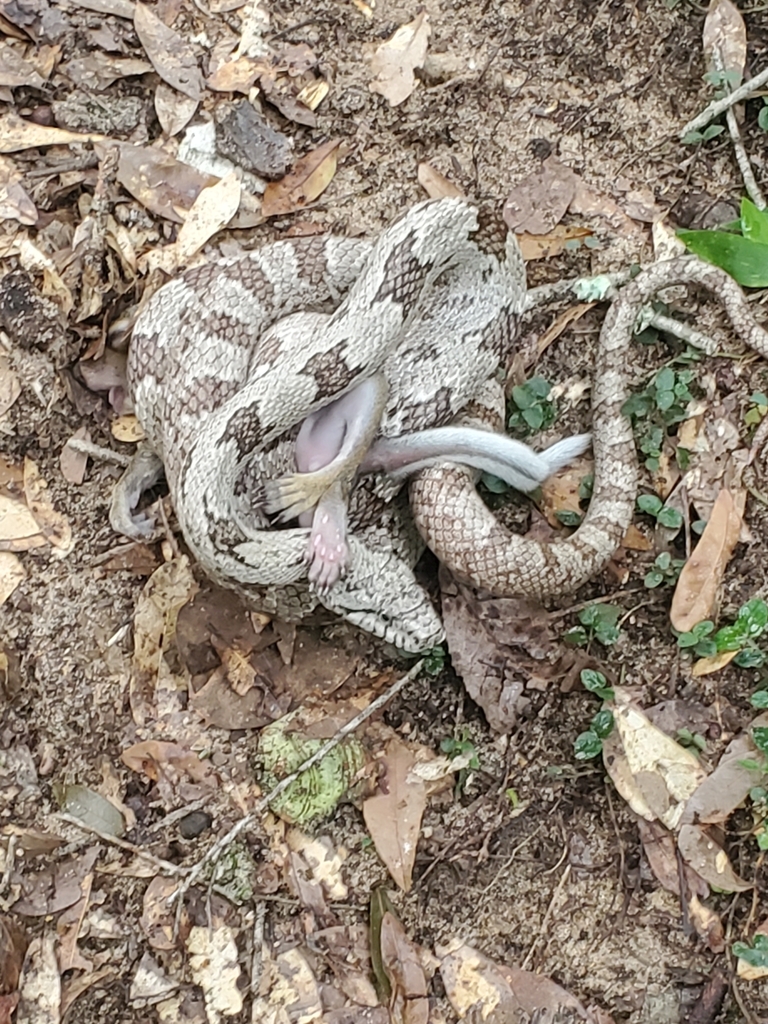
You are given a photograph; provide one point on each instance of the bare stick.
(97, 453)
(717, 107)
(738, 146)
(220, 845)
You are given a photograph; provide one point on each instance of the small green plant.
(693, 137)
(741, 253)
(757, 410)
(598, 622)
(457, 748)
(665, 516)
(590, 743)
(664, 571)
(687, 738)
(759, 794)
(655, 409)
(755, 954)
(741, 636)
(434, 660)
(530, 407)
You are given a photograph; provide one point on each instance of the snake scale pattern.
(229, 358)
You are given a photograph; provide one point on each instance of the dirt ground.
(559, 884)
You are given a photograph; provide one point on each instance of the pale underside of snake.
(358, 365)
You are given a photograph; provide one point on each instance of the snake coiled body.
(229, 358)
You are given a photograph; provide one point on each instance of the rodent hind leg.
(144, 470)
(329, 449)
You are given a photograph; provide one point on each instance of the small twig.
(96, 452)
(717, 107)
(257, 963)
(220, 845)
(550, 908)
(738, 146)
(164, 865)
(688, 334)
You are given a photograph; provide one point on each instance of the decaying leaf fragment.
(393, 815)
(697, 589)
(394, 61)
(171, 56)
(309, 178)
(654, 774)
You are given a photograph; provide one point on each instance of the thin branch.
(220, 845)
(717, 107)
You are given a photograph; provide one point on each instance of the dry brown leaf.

■ ■ ■ ■

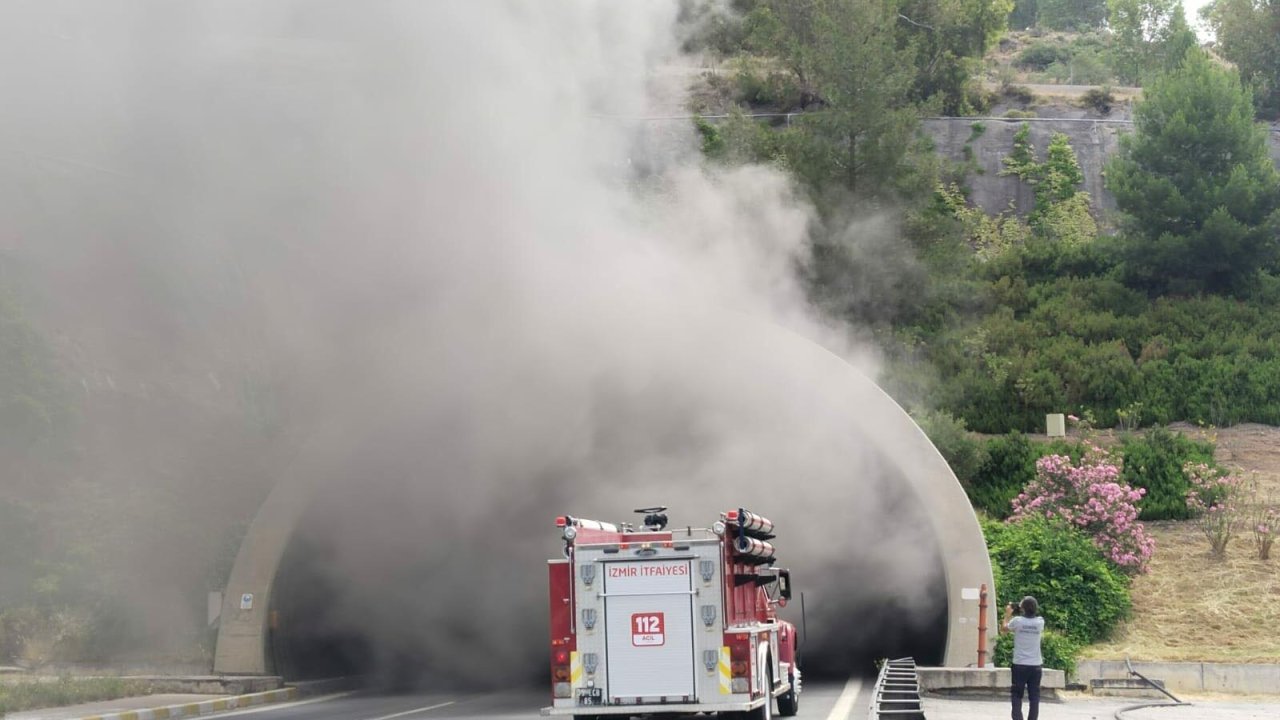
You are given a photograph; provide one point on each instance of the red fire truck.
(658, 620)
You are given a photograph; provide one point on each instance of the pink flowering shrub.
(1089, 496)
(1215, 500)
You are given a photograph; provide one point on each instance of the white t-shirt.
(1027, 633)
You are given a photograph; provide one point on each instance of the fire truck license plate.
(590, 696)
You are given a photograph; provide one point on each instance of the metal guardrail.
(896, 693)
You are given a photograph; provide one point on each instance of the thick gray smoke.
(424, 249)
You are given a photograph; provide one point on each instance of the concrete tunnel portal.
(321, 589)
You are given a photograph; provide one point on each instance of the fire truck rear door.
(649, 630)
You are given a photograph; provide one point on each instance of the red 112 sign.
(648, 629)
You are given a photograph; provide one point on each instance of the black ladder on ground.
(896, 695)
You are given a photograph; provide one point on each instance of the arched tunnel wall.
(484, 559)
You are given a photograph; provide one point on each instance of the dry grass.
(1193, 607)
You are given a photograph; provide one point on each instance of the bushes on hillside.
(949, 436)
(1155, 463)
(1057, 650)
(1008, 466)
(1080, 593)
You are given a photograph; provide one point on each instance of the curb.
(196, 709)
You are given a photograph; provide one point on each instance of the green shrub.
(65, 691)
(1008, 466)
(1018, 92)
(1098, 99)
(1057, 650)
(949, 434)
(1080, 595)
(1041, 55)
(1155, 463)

■ ■ ■ ■

**Problem requirements**
Quote the data above from the line containing "underside of snake." to the line containing "dry brown leaf.", inclusive, and stop.

**Result of the exercise**
You are given a photograph; provide one point on each instance of the pale underside of snake.
(358, 365)
You are given a photograph; provide one point on each instance of the snake coiled body.
(229, 358)
You are given a photograph; provide one point on each instance of the rodent hind leg.
(144, 470)
(329, 449)
You are given a photograph; provide one point on each instance of the small twig.
(96, 452)
(717, 107)
(257, 963)
(220, 845)
(550, 908)
(738, 146)
(164, 865)
(688, 334)
You are given a photograph; provide one point on each instance of the decaying leaf fragment.
(393, 815)
(697, 589)
(394, 61)
(171, 56)
(309, 178)
(654, 774)
You are given a photograph; provide one point on each instance of the thin branch.
(220, 845)
(717, 107)
You are given a photograph; provide one point on each instance of the dry brown leaf.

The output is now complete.